GIVEN INSTRUCTION 1 ::
Using the text about Sondheim and West Side Story, answer these:
(a) How old was Sondheim when he completed Saturday Night?
(b) In what year did West Side Story premiere on Broadway?
(c) Who originated on stage the role Rita Moreno played in the film?
GIVEN INSTRUCTION 2 :: Pick out every line of the records that contains the string "carport". Case counts.

Hammerstein gave the teenager four playwriting assignments, the fourth of which, Saturday Night, was completed when Sondheim was 23. It damn near came to fruition, but the whole project fell apart when the producer died (it was finally produced in London in 1997, and has since had an off-Broadway run.) During this time Sondheim had become acquainted with the playwright Arthur Laurents (Home of the Brave.) At a party, Laurents told Sondheim about a project he, choreographer Jerome Robbins, and New York Philharmonic conductor and occasional Broadway composer Leonard Bernstein were working on that would transfer Shakespeare's Romeo and Juliet from 16th century Verona to a rough neighborhood in Manhattan where white and Puerto Rican teenage gangs vied for control of the mean streets. Laurents invited Sondheim to write the lyrics. Desiring to be both a lyricist and a composer, Sondheim's first instinct was to turn Laurents down, but decided to talk it over with Oscar Hammerstein first. "Turn it down?! Are you kidding?!", Hammerstein responded. "This is Leonard-fucking-Bernstein!" Actually, Hammerstein didn't say that at all. I just felt the paragraph needed a little drama. He did tell the young Sondheim that given all the talent involved, this certainly would be a good learning experience, and so the Montagues and Capulets became...

...the Jets and the Sharks.

West Side Story premiered on Broadway in 1957, was a success, and became an even more successful movie in 1961. I've shown the following clip on this blog before, but it's my favorite number in the film, and gives you some idea how eventual Academy Award winner Rita Moreno (in a role originated on stage by Chita Rivera) was able to steal the whole movie right under a lip-syncing Natalie Wood's nose. Watch: 

Is pro- and anti-Americanism really a gender thing?

DATA FOR THIS EXERCISE ::
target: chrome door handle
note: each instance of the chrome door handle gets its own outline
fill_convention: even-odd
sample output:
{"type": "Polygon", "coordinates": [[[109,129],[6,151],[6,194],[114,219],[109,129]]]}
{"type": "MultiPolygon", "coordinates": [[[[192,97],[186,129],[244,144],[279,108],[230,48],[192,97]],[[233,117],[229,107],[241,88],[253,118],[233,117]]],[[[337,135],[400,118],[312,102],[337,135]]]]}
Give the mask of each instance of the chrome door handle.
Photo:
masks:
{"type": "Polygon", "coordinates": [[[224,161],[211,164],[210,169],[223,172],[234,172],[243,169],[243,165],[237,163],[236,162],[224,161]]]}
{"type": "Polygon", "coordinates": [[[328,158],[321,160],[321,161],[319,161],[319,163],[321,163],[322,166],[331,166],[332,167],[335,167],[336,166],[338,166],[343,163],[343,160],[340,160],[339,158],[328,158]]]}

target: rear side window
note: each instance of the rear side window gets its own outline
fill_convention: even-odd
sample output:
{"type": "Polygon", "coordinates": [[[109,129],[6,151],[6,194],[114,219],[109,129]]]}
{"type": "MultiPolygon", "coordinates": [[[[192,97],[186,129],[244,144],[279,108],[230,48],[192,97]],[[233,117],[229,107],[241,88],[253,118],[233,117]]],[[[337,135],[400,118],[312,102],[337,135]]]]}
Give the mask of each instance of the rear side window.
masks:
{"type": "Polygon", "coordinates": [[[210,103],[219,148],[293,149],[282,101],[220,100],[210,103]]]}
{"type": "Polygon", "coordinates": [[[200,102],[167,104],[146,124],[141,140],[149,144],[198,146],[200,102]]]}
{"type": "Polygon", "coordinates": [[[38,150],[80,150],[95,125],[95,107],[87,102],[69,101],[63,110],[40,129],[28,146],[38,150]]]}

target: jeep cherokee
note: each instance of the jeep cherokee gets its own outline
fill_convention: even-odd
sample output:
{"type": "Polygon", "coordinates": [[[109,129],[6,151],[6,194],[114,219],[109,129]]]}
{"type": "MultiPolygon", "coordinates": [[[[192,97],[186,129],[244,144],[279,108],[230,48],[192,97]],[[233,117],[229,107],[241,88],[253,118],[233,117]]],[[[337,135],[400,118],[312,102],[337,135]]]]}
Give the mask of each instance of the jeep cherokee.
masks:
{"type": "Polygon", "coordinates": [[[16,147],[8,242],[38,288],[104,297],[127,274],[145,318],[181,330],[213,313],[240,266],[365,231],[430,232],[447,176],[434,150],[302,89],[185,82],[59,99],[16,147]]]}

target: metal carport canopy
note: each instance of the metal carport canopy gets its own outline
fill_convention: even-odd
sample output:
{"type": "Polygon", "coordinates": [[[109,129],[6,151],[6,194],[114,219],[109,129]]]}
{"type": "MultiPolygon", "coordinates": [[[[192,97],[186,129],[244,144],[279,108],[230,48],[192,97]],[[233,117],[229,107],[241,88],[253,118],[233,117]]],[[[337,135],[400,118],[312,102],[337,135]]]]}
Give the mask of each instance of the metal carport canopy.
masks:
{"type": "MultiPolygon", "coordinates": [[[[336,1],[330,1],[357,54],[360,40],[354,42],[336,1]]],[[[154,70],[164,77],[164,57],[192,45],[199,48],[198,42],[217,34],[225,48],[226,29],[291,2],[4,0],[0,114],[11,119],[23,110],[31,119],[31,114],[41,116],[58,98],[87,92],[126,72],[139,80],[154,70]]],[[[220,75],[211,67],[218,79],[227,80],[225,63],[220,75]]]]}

WORKED ANSWER 1 ::
(a) 23
(b) 1957
(c) Chita Rivera

WORKED ANSWER 2 ::
target: metal carport canopy
note: each instance of the metal carport canopy gets its own outline
Give the mask of each instance of the metal carport canopy.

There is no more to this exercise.